┏━━
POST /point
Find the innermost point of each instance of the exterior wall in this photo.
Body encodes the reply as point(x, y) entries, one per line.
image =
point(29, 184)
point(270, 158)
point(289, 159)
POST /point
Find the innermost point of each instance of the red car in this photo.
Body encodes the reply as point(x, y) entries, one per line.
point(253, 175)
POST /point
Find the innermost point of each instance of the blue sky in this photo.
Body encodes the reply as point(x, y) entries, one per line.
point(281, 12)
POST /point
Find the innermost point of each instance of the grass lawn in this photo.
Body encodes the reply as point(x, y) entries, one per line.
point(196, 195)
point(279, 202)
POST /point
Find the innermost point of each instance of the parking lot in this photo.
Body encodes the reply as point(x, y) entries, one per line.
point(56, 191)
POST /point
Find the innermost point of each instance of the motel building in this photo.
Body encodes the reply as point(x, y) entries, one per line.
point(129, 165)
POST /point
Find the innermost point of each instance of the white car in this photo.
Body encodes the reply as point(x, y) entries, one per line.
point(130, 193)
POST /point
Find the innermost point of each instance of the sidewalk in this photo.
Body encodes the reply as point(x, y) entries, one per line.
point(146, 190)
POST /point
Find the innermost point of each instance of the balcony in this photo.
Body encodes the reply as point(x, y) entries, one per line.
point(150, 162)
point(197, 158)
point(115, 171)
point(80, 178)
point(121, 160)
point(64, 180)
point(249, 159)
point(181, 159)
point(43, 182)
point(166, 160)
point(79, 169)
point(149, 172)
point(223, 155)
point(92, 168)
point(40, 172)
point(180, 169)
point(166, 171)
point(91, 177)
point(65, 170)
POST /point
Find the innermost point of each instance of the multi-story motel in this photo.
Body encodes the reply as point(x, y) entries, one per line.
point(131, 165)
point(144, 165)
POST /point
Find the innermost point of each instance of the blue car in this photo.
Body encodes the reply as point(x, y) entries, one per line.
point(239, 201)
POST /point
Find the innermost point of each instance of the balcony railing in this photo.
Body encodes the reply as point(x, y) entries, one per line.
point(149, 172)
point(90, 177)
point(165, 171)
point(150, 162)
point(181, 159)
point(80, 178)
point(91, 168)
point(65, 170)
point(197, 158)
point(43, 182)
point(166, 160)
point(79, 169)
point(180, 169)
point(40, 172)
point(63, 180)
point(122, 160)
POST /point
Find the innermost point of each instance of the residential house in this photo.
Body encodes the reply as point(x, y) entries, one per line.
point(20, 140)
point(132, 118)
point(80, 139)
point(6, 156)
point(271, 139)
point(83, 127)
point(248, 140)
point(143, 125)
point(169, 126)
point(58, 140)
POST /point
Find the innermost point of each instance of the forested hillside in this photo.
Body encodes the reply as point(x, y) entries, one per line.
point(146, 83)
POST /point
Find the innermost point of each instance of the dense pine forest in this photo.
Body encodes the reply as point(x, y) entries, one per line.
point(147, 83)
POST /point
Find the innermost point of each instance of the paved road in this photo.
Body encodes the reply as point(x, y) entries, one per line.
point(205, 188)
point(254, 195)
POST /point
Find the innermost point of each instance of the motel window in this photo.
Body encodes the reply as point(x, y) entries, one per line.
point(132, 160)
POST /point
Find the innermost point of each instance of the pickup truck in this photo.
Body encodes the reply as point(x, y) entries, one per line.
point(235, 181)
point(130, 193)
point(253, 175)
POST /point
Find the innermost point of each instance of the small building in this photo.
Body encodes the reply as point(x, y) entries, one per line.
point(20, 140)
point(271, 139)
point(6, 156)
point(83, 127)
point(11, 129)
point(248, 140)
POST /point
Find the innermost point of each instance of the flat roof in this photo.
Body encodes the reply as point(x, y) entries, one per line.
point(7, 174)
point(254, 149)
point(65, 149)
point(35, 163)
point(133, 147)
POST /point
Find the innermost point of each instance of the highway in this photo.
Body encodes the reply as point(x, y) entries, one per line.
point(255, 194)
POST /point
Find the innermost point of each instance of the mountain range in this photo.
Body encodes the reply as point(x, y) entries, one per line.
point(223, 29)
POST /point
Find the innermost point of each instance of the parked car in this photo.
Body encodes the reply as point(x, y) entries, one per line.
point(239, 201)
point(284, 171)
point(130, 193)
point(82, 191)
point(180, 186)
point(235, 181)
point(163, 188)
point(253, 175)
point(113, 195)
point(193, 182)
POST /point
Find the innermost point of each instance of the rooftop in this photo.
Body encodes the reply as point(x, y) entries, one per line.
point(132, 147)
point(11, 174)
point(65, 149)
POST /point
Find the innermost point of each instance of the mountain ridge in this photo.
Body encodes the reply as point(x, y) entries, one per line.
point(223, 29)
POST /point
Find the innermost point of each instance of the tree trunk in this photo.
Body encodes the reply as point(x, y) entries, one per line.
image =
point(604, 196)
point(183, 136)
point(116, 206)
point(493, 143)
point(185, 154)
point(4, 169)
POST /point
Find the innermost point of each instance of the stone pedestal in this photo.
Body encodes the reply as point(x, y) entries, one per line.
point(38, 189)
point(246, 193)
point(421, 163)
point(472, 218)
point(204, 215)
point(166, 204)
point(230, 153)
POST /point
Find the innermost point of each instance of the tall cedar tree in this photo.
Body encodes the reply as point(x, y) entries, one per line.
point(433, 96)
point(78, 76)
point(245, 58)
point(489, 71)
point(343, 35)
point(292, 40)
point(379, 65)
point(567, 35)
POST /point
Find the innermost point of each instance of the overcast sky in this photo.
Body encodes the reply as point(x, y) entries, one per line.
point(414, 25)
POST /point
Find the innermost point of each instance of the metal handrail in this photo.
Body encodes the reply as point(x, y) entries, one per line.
┗━━
## DIRECTIONS:
Please repeat the listing exactly, with nothing left out.

## RESULT FOR THIS EXERCISE:
POST /point
Find the innermost point of each instance of the exterior wall in this photo.
Body encodes the reply as point(x, y) entries, one per line.
image =
point(29, 184)
point(270, 158)
point(289, 159)
POST /point
Find the innermost point of each instance of the red car in this photo.
Body encodes the reply as point(x, y) entries, one per line.
point(253, 175)
POST /point
Find the innermost point of each instance of the blue sky in this photo.
Body encodes the reply as point(x, y) entries, one per line.
point(281, 12)
POST /point
Find the innermost point of each instance of the grass lawn in this photo.
Body encodes the reply as point(x, y) entries, one per line.
point(196, 195)
point(279, 202)
POST /point
Find the innermost point of each instance of the parking lot in this photo.
Body encodes the reply as point(x, y) entries, one per line.
point(56, 191)
POST /point
Find the innermost point of each instance of the motel building in this photo.
Body encodes the reply as point(x, y) entries, one per line.
point(129, 165)
POST /point
Find the innermost point of each instance of the white car in this photo.
Body encodes the reply as point(x, y) entries, one per line.
point(130, 193)
POST /point
Find the innermost point of each instance of the sidewalk in this photo.
Body encodes the reply as point(x, y) entries, one per line.
point(146, 190)
POST /point
Find the innermost point of each instance of the balcony in this photo.
Body encodes the reply as point(x, y) entries, one per line.
point(150, 162)
point(197, 158)
point(115, 171)
point(80, 178)
point(121, 160)
point(64, 180)
point(249, 159)
point(181, 159)
point(43, 182)
point(166, 160)
point(79, 169)
point(149, 172)
point(223, 155)
point(92, 168)
point(40, 172)
point(180, 169)
point(166, 171)
point(91, 177)
point(65, 170)
POST /point
Find the innermost point of each instance of the multi-story motel in this photo.
Body encodes the reply as point(x, y) entries, one per line.
point(131, 165)
point(144, 165)
POST /point
Find the innermost point of each instance of the blue car in this photo.
Body encodes the reply as point(x, y) entries, one per line.
point(239, 201)
POST /point
Find the innermost point of each instance of the balcony railing in this photo.
Body encodes the reply as point(x, y) entries, one per line.
point(149, 172)
point(90, 177)
point(165, 171)
point(150, 162)
point(181, 159)
point(80, 178)
point(91, 168)
point(65, 170)
point(197, 158)
point(43, 182)
point(166, 160)
point(79, 169)
point(180, 169)
point(40, 172)
point(63, 180)
point(122, 160)
POST /point
Find the innermost point of each instance of the residential house in this photo.
Body encodes the reply as point(x, y) entries, one per line.
point(20, 140)
point(132, 118)
point(80, 139)
point(6, 156)
point(271, 139)
point(83, 127)
point(248, 140)
point(143, 125)
point(169, 126)
point(58, 140)
POST /point
Find the innermost point of each instance of the forested hillside in this photo.
Body encodes the reply as point(x, y) entries, one per line.
point(146, 83)
POST /point
Find the innermost point of each instance of the dense pine forest in this photo.
Body encodes the reply as point(x, y) entries, one per line.
point(147, 83)
POST /point
Find the innermost point of each instance of the paved road in this photo.
Body encodes the reply as point(x, y) entries, one per line.
point(205, 188)
point(254, 195)
POST /point
Find the innermost point of each instance of the motel window in this photo.
Body encodes the reply as point(x, y) entries, one per line.
point(132, 160)
POST /point
Find the innermost point of each instance of the pickup truck in this photo.
Body encodes the reply as point(x, y) entries, one per line.
point(235, 181)
point(130, 193)
point(253, 175)
POST /point
Find the innermost point of each instance of the small building in this photo.
Body encodes the reply as point(x, y) entries, one per line.
point(20, 140)
point(271, 139)
point(6, 156)
point(83, 127)
point(11, 129)
point(248, 140)
POST /point
Find the innermost point of each instance of the flat roof in this photo.
Body encodes the reply as point(x, y) entries, one per line.
point(7, 174)
point(254, 149)
point(65, 149)
point(35, 163)
point(133, 147)
POST /point
Find the innermost point of each instance of the highway in this photo.
Body encodes the reply as point(x, y) entries, one per line.
point(255, 194)
POST /point
Find the innermost point of each instance of the mountain range in this photo.
Body encodes the reply as point(x, y) entries, one per line.
point(223, 29)
POST /point
Find the innermost point of each instance of the parked car in this photo.
Body encodes the reply as point(x, y) entries, one per line.
point(239, 201)
point(284, 171)
point(130, 193)
point(82, 191)
point(180, 186)
point(235, 181)
point(163, 188)
point(253, 175)
point(113, 195)
point(193, 182)
POST /point
Find the innermost point of each instance of the rooftop in this photo.
Body encodes the reply as point(x, y) entries, one per line.
point(132, 147)
point(11, 174)
point(65, 149)
POST /point
Find the innermost point of each instance of the mountain ridge in this photo.
Body encodes the reply as point(x, y) entries, one per line.
point(223, 29)
POST /point
Find the innermost point of each instance of the tree trunk in this photo.
Body encodes the reply as point(x, y) entries, one per line.
image =
point(604, 196)
point(183, 136)
point(116, 206)
point(493, 143)
point(185, 154)
point(4, 169)
POST /point
Find the innermost point of each instance of the stone pedestal in this photo.
Body encodes the reply as point(x, y) entries, one per line.
point(38, 189)
point(246, 193)
point(421, 163)
point(472, 218)
point(204, 215)
point(166, 204)
point(230, 153)
POST /point
Find the innermost point of each instance of the tall cedar tree in this photo.
Body encodes the reply as point(x, y) entries, one per line.
point(433, 96)
point(78, 76)
point(245, 58)
point(489, 71)
point(343, 35)
point(292, 40)
point(379, 65)
point(567, 35)
POST /point
Find the innermost point of each instance of the overcast sky in this photo.
Body encodes the reply as point(x, y) entries, one per line.
point(414, 25)
POST /point
Find the innermost point of each instance of the metal handrail in this photo.
Body encodes the reply as point(x, y) entries, one per line.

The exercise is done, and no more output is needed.